═════ Excerpt
February 9, 2012


Sgt. Kim Cole


The “boomer” generation is aging and represents a large percentage of the population. As they transition, we see a higher number of people who live at home alone or with their pets for a multitude of reasons. The following are several tips to insure personal and property security:

Do something different everyday. For at least one hour, walk outside or around the house; use the stairs to the basement or second floor to get some exercise.

Get rid of the “trippers.” We all love throw rugs, floor baskets for magazines, extension cords, and other loose items, but they present an opportunity to trip causing injury.

Subscribe to a home alert system and use the necklace alarm. The longer it takes to get help after a fall or medical issue can determine the future quality of life.

Can you move about freely? Think of the emergency personnel: can they get a group down the hall?

Know the warning signs for a stroke: weakness on one-side of the body (face/arm/leg), slurred speech, lightheaded, confusion, trouble speaking, sudden confusion/numbness of an arm or leg/trouble seeing, loss of balance or coordination, bad headache, rapid onset of fever, or vomiting.

Know the warning signs for a heart attack: radiating pain in the arm or jaw, tightness in the center of the chest, a feeling of pressure, squeezing, fullness or pain, difficulty in breathing, denial (“I am not having a heart attack”), indigestion, back-pain not previously noted, or cold sweats.

Keep active and have a full schedule: join charitable organizations, volunteer at the hospital, start a reading/investment club, have lots of reasons to be missed.

Get on the internet or the phone daily for brief periods with your friends so they know you are OK.

Set up nighttime lights that are activated by timers or darkness.

Install hand grips in all areas where there is a potential for a spill: staircases, bathrooms, a hallway banister, a second staircase banister on the other wall, etc.

Do not let newspapers or mail accumulate on your front doorstep.

Kim Cole is a sergeant on the Mason County Sheriff’s Dept. The views expressed in this column do not necessarily represent the Mason County Sheriff’s Dept. nor MasonCountyPress.com.
══════════
═════ Raw data
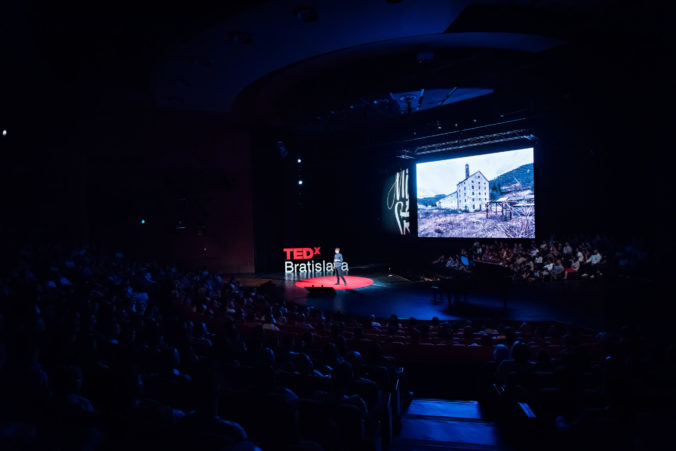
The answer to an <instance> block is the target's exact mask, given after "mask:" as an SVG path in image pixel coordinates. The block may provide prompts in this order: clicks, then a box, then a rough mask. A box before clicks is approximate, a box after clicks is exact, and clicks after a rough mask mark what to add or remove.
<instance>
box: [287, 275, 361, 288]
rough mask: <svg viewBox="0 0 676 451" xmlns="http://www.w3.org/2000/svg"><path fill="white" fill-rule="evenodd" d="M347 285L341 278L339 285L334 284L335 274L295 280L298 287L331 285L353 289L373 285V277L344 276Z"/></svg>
mask: <svg viewBox="0 0 676 451" xmlns="http://www.w3.org/2000/svg"><path fill="white" fill-rule="evenodd" d="M345 281H347V285H346V284H345V283H343V281H342V280H341V283H340V285H335V283H336V276H324V277H313V278H311V279H303V280H299V281H298V282H296V284H295V285H296V286H297V287H298V288H307V287H331V288H334V289H336V290H354V289H357V288H364V287H368V286H369V285H373V279H369V278H368V277H357V276H345Z"/></svg>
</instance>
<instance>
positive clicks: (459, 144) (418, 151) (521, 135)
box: [397, 129, 537, 158]
mask: <svg viewBox="0 0 676 451" xmlns="http://www.w3.org/2000/svg"><path fill="white" fill-rule="evenodd" d="M519 140H527V141H537V137H536V136H535V134H534V133H533V131H532V130H530V129H519V130H510V131H505V132H498V133H491V134H488V135H481V136H471V137H464V138H463V137H460V134H459V133H458V138H456V139H454V140H451V141H445V142H440V143H434V144H427V145H424V146H418V147H416V148H415V149H414V150H412V151H411V150H407V149H404V150H403V151H402V152H401V153H400V154H399V155H397V157H398V158H416V157H420V156H423V155H430V154H433V153H438V152H449V151H454V150H460V149H466V148H468V147H477V146H485V145H490V144H497V143H504V142H509V141H519ZM403 155H407V156H403Z"/></svg>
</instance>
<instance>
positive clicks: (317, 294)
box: [305, 285, 336, 296]
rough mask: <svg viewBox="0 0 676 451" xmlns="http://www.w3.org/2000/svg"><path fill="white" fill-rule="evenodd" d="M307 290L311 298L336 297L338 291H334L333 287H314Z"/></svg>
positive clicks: (313, 285) (308, 293) (313, 286)
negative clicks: (318, 296) (336, 292)
mask: <svg viewBox="0 0 676 451" xmlns="http://www.w3.org/2000/svg"><path fill="white" fill-rule="evenodd" d="M305 289H306V290H307V291H308V294H309V295H310V296H334V295H335V294H336V290H334V289H333V287H315V286H314V285H313V286H311V287H305Z"/></svg>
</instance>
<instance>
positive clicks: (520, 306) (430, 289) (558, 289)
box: [243, 273, 629, 328]
mask: <svg viewBox="0 0 676 451" xmlns="http://www.w3.org/2000/svg"><path fill="white" fill-rule="evenodd" d="M354 276H358V277H360V278H364V279H366V280H372V281H373V283H371V284H370V285H368V284H365V285H366V286H361V287H359V288H357V285H352V284H349V285H348V287H344V286H343V285H341V286H340V287H335V288H341V289H340V290H337V291H335V293H332V294H328V295H326V294H322V295H313V294H311V293H310V292H309V291H308V290H307V289H305V288H304V286H305V285H315V286H319V285H322V284H323V285H324V286H327V287H334V286H333V283H335V276H329V277H326V279H325V280H322V281H319V283H317V280H315V281H312V280H309V281H306V282H303V283H299V282H301V281H303V278H297V279H293V278H290V279H286V278H284V277H283V275H281V274H276V275H275V274H272V275H271V274H268V275H266V276H260V277H255V278H253V279H252V280H249V282H250V284H249V286H253V282H254V281H255V280H264V281H268V280H270V281H272V282H273V283H274V284H275V285H277V286H278V287H280V289H281V290H282V291H283V293H284V296H285V298H286V299H287V300H288V301H290V302H295V303H300V304H305V305H310V306H314V307H317V308H319V309H322V310H328V311H341V312H344V313H351V314H354V315H358V316H368V315H371V314H373V315H375V316H376V317H378V318H387V317H389V316H390V315H392V314H395V315H397V316H398V317H399V318H411V317H414V318H417V319H425V320H429V319H432V318H433V317H435V316H436V317H438V318H439V319H440V320H458V319H473V320H474V319H498V320H499V319H508V320H519V321H559V322H562V323H574V324H577V325H580V326H583V327H589V328H599V327H604V326H606V325H608V324H611V323H616V322H617V320H621V319H623V318H624V317H625V315H626V312H625V311H624V310H623V309H622V307H623V305H624V304H623V303H621V302H617V299H618V297H617V296H618V293H622V294H623V295H626V294H627V293H629V288H627V287H622V286H618V285H617V284H615V282H613V283H609V282H606V281H593V280H580V281H551V282H540V283H532V284H528V283H525V284H517V285H513V286H512V288H511V289H510V294H509V296H508V302H507V310H506V311H505V310H504V306H503V299H502V296H501V295H500V293H499V291H498V289H497V288H496V287H495V286H494V285H493V284H491V283H490V282H479V283H475V284H474V286H473V287H472V288H471V289H470V290H469V291H468V293H467V299H466V301H465V302H463V303H460V304H459V305H457V306H454V307H453V308H451V307H450V306H449V303H448V298H447V294H446V293H445V292H443V291H441V290H440V292H439V293H438V294H437V303H435V302H434V290H433V289H432V288H431V286H432V285H435V284H434V283H433V282H413V281H409V280H407V279H405V278H403V277H400V276H398V275H395V274H386V273H378V274H373V273H367V274H356V273H353V274H352V276H351V277H354ZM355 280H356V279H353V281H355ZM360 283H363V280H362V281H360ZM243 285H245V286H246V285H247V283H245V281H243Z"/></svg>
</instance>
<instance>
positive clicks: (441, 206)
mask: <svg viewBox="0 0 676 451" xmlns="http://www.w3.org/2000/svg"><path fill="white" fill-rule="evenodd" d="M457 187H458V189H457V191H456V192H454V193H451V194H449V195H448V196H446V197H443V198H441V199H439V200H438V201H437V207H438V208H448V209H453V210H464V211H469V212H473V211H482V210H485V209H486V202H488V199H489V194H490V193H489V189H488V179H487V178H486V176H485V175H483V174H482V173H481V171H477V172H475V173H474V174H472V175H470V174H469V165H468V164H466V165H465V179H464V180H462V181H460V182H458V184H457Z"/></svg>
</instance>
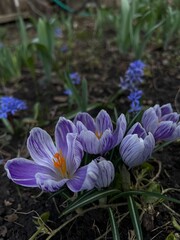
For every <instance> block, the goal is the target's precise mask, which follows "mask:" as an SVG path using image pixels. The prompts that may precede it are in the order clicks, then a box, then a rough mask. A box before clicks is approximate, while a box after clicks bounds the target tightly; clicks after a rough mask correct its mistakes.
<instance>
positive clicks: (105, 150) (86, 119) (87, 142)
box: [74, 110, 127, 154]
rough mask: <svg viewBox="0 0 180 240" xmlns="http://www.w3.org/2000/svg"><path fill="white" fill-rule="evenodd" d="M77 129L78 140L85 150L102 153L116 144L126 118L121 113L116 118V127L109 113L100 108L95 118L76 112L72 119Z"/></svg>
══════════
**Required action 1:**
According to the safety column, what rank does Kim Cole hold, and with which department?
**Required action 2:**
In the safety column, substitute "pendant alarm" for "necklace alarm" and give the passage starting at "Get rid of the" and ending at "quality of life.".
**Required action 3:**
Rewrite the paragraph of the safety column that begins "Know the warning signs for a heart attack" as a bulleted list of the signs.
Answer from the safety column alone.

**Response 1:**
Sergeant, on the Mason County Sheriff's Dept.

**Response 2:**
Get rid of the “trippers.” We all love throw rugs, floor baskets for magazines, extension cords, and other loose items, but they present an opportunity to trip causing injury.

Subscribe to a home alert system and use the pendant alarm. The longer it takes to get help after a fall or medical issue can determine the future quality of life.

**Response 3:**
Warning signs for a heart attack:
- Radiating pain in the arm or jaw
- Tightness in the center of the chest
- A feeling of pressure, squeezing, fullness or pain
- Difficulty in breathing
- Denial ("I am not having a heart attack")
- Indigestion
- Back pain not previously noted
- Cold sweats